:: ENTRIES SHOWN ::
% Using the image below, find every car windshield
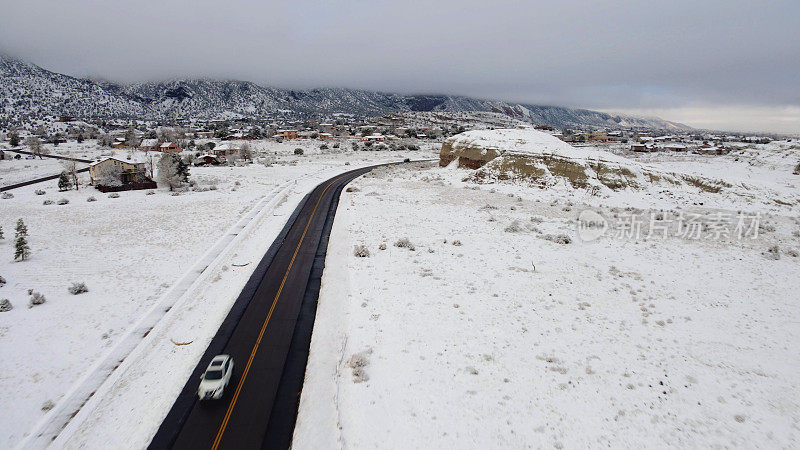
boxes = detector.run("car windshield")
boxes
[204,369,223,380]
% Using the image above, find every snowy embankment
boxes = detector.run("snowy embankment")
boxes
[0,143,431,448]
[295,161,800,448]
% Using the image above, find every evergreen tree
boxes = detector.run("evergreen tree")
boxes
[9,131,20,147]
[14,219,30,261]
[58,171,72,191]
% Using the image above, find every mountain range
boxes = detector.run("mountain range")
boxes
[0,54,691,131]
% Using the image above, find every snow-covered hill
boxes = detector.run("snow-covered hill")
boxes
[0,54,691,131]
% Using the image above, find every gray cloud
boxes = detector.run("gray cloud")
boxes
[1,0,798,132]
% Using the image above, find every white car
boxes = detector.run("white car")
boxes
[198,354,234,400]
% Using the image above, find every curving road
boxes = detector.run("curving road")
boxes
[149,163,395,449]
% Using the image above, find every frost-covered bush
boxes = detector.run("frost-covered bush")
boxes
[530,216,544,224]
[1,192,13,199]
[108,192,120,198]
[43,199,54,205]
[0,275,5,286]
[0,299,12,312]
[353,244,370,258]
[787,248,799,258]
[394,237,415,251]
[87,196,97,202]
[294,148,304,155]
[320,144,329,150]
[145,190,156,195]
[35,189,46,195]
[68,282,89,295]
[504,221,524,233]
[452,240,462,246]
[378,243,387,250]
[543,234,572,244]
[41,400,54,412]
[764,245,781,260]
[57,198,69,205]
[28,291,46,308]
[345,186,359,192]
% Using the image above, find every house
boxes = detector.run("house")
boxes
[298,131,315,139]
[319,123,335,134]
[159,142,182,153]
[319,132,334,140]
[631,143,651,152]
[195,153,220,166]
[139,139,160,151]
[111,137,127,149]
[363,134,386,142]
[276,129,298,139]
[89,156,155,190]
[212,143,241,160]
[196,131,214,139]
[664,144,688,152]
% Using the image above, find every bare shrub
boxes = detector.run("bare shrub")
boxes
[0,298,12,312]
[146,190,156,195]
[504,220,524,233]
[452,240,462,246]
[294,148,304,155]
[348,349,372,383]
[68,282,89,295]
[787,248,799,258]
[543,234,572,244]
[378,243,387,250]
[353,244,370,258]
[57,198,69,205]
[41,400,54,412]
[28,291,46,308]
[0,275,5,286]
[108,193,120,198]
[763,245,781,260]
[1,192,13,199]
[87,196,97,202]
[43,199,54,205]
[35,189,46,195]
[394,237,415,251]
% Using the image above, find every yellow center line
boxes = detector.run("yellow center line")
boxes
[210,170,359,450]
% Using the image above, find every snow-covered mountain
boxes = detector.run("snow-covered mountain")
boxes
[0,54,691,130]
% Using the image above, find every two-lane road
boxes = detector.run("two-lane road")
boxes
[150,164,387,449]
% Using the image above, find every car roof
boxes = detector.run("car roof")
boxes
[207,354,230,367]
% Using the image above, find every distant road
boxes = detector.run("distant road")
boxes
[3,148,94,163]
[149,161,406,449]
[0,148,92,191]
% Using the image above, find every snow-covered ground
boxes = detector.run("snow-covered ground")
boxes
[0,139,432,448]
[295,144,800,447]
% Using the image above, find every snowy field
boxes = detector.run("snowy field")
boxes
[0,139,432,448]
[295,147,800,448]
[0,155,88,187]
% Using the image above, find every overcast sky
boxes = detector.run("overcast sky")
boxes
[2,0,798,133]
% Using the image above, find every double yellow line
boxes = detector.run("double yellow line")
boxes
[210,170,359,450]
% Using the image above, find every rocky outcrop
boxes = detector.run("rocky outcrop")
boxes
[440,128,732,193]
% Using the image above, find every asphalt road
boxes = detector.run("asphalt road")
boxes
[149,164,388,450]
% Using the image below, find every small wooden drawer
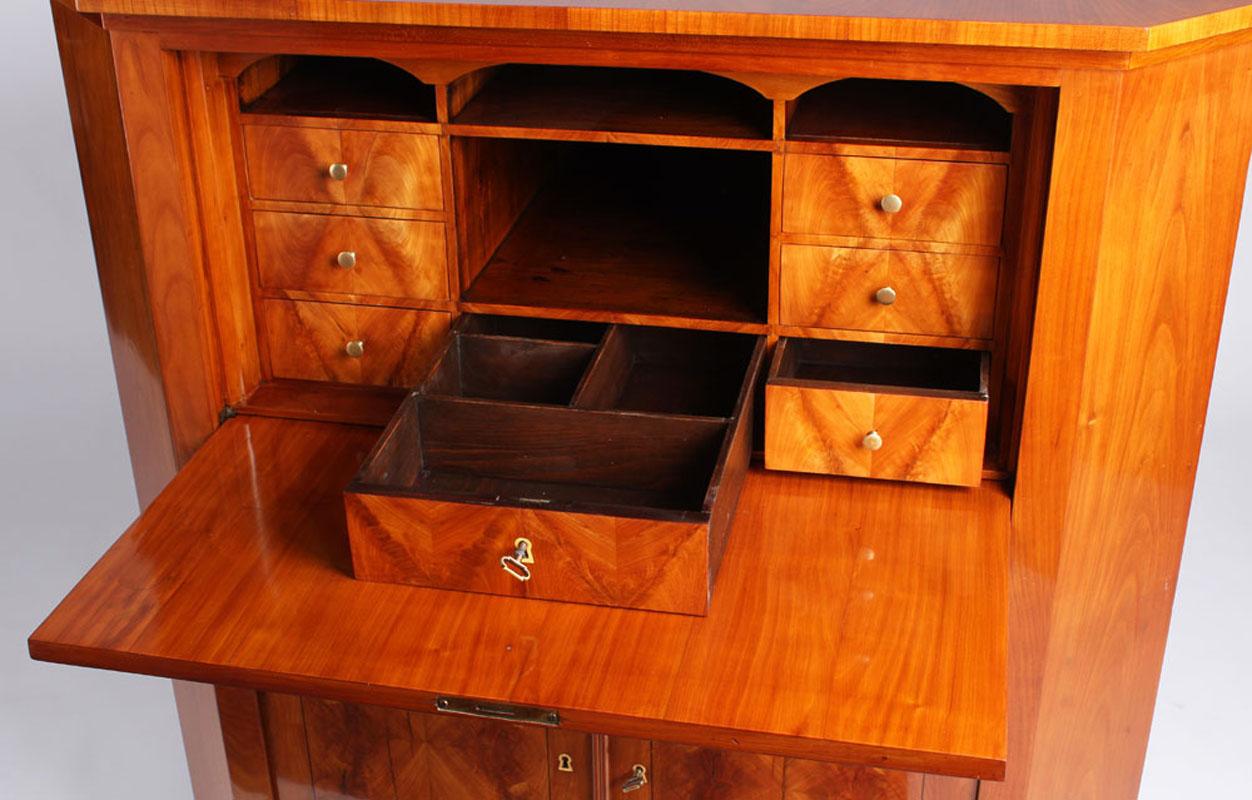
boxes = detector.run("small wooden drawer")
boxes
[346,316,766,615]
[243,123,443,210]
[254,210,449,301]
[782,154,1006,246]
[261,299,450,387]
[765,338,988,487]
[780,243,998,338]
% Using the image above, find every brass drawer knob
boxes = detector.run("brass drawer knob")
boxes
[344,340,365,358]
[327,162,349,181]
[862,430,884,451]
[336,250,357,269]
[879,193,904,213]
[875,286,897,305]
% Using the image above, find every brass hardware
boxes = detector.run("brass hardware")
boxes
[622,764,648,793]
[557,753,574,773]
[328,162,349,181]
[501,537,533,582]
[435,696,560,726]
[344,340,365,358]
[336,250,357,269]
[862,430,884,451]
[879,193,903,213]
[874,286,897,305]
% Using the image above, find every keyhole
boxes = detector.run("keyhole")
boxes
[557,753,574,772]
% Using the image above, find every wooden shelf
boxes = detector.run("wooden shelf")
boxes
[452,65,773,145]
[242,56,437,123]
[463,149,770,326]
[29,416,1008,778]
[788,79,1012,152]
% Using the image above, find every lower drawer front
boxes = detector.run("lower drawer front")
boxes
[765,384,987,487]
[780,244,998,339]
[346,494,712,615]
[254,210,449,301]
[262,299,450,387]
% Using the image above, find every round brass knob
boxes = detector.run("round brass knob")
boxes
[875,286,897,305]
[336,250,357,269]
[344,340,365,358]
[328,162,349,181]
[879,193,903,213]
[862,430,884,451]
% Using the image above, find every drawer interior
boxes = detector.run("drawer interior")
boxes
[772,337,989,398]
[353,316,765,520]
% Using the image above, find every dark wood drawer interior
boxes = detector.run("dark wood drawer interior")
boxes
[346,315,766,614]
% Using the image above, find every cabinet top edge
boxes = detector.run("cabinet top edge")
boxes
[71,0,1252,54]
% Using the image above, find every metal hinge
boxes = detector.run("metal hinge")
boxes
[435,696,560,726]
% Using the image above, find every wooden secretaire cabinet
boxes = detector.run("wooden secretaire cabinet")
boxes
[30,1,1252,798]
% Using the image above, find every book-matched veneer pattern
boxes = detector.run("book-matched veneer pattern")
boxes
[253,210,449,302]
[243,123,444,210]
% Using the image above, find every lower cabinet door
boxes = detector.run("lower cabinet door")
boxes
[253,694,980,800]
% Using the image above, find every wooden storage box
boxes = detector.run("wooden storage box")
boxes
[345,316,766,615]
[765,338,989,487]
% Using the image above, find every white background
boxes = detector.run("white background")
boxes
[1,2,1248,797]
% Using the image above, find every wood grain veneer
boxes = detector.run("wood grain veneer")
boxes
[29,417,1008,778]
[779,244,999,339]
[253,210,449,302]
[783,155,1006,246]
[261,299,450,387]
[71,0,1252,53]
[243,124,443,210]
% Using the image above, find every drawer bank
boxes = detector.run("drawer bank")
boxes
[29,2,1252,799]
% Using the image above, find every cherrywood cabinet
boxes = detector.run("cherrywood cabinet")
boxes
[32,2,1252,799]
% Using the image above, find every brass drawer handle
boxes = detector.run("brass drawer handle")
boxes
[344,340,365,358]
[501,537,533,582]
[879,193,903,213]
[622,764,648,793]
[874,286,897,305]
[327,162,349,181]
[336,250,357,269]
[862,430,884,451]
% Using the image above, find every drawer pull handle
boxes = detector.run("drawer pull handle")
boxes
[874,286,897,305]
[344,340,365,358]
[862,430,884,451]
[327,162,349,181]
[336,250,357,269]
[622,764,648,793]
[501,537,533,582]
[879,193,904,213]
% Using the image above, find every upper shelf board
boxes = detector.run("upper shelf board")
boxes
[77,0,1252,53]
[29,416,1008,779]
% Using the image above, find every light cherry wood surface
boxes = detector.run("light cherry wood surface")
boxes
[261,299,450,386]
[254,210,449,302]
[244,124,444,210]
[71,0,1252,52]
[783,155,1006,246]
[29,416,1009,779]
[779,244,998,338]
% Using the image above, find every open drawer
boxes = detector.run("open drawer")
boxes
[765,338,990,487]
[344,316,766,615]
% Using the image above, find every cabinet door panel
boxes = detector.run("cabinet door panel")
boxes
[652,741,783,799]
[783,760,919,800]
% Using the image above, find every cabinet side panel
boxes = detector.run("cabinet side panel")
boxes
[50,3,178,506]
[1002,43,1252,800]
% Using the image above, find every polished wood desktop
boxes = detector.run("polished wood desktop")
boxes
[31,1,1252,798]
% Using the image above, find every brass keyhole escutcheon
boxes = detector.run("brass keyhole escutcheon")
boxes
[557,753,574,772]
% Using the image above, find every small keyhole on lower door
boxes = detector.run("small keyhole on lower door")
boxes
[557,753,574,772]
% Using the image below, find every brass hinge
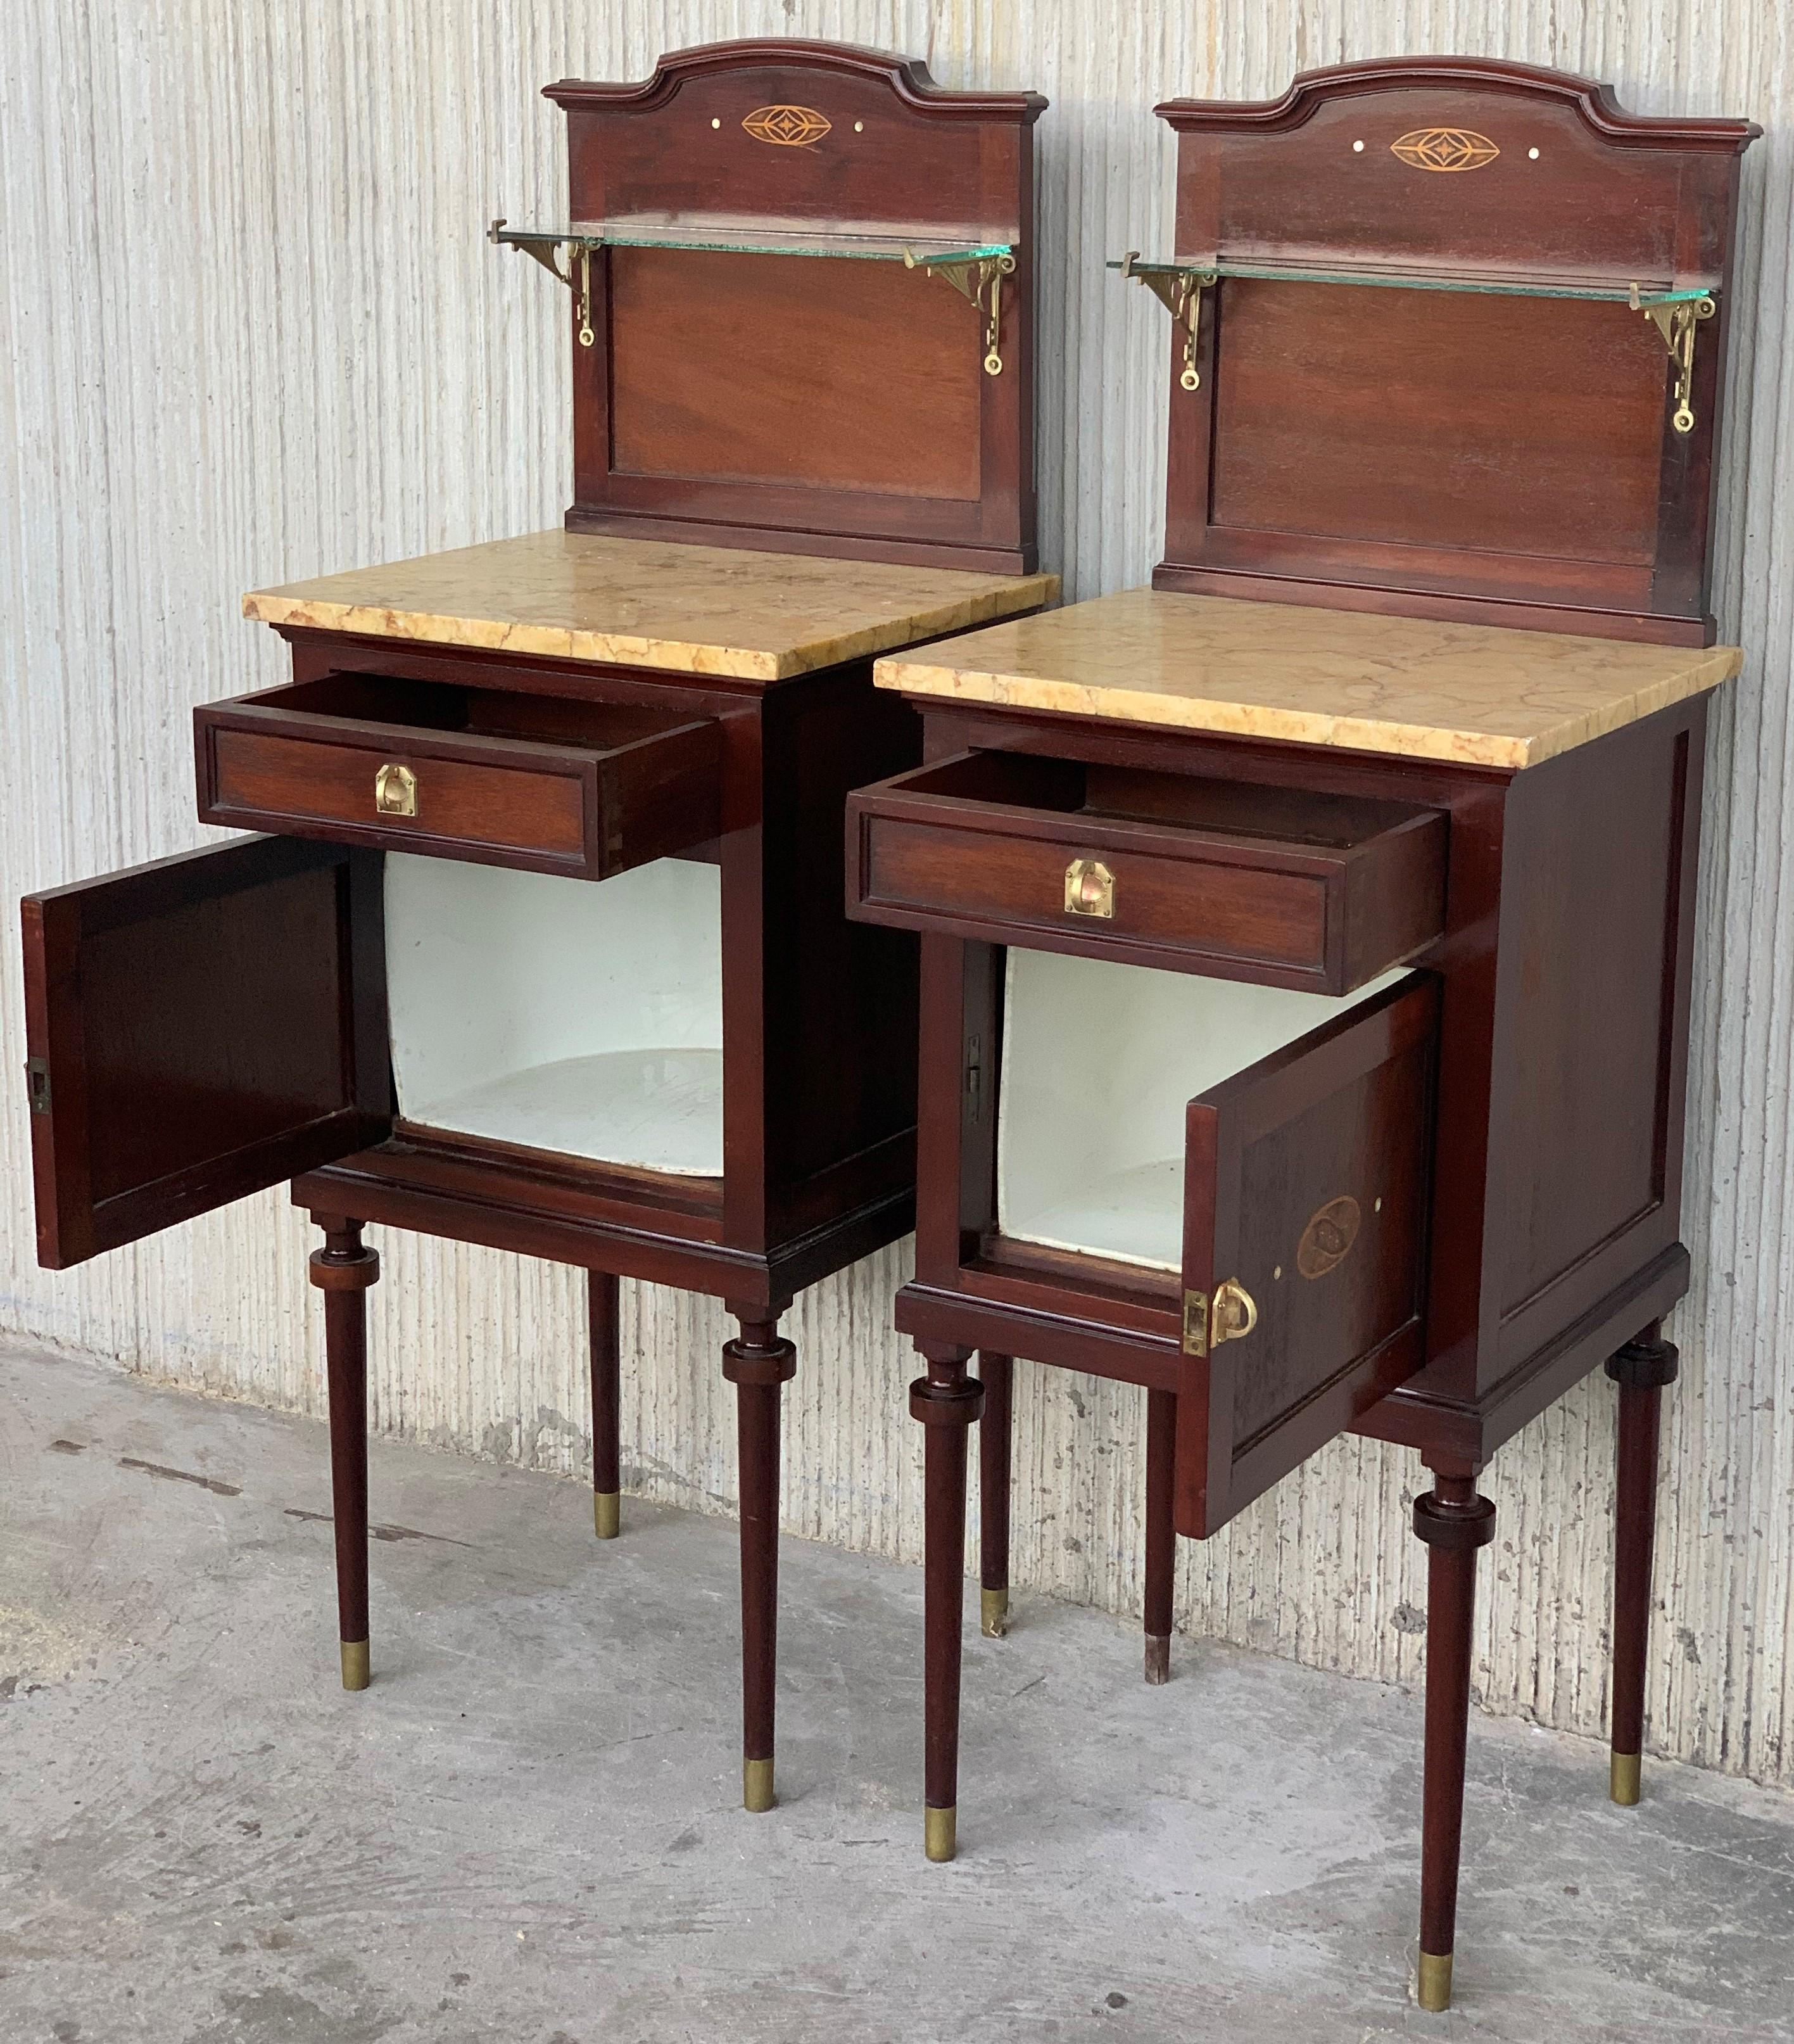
:::
PROBLEM REQUIREMENTS: Using only the data above, copy out the lines that include the word "desktop".

RESPONSE FOR THIS EXERCISE:
% Using the image above, find every polished wood desktop
boxes = detector.run("polished wood desktop")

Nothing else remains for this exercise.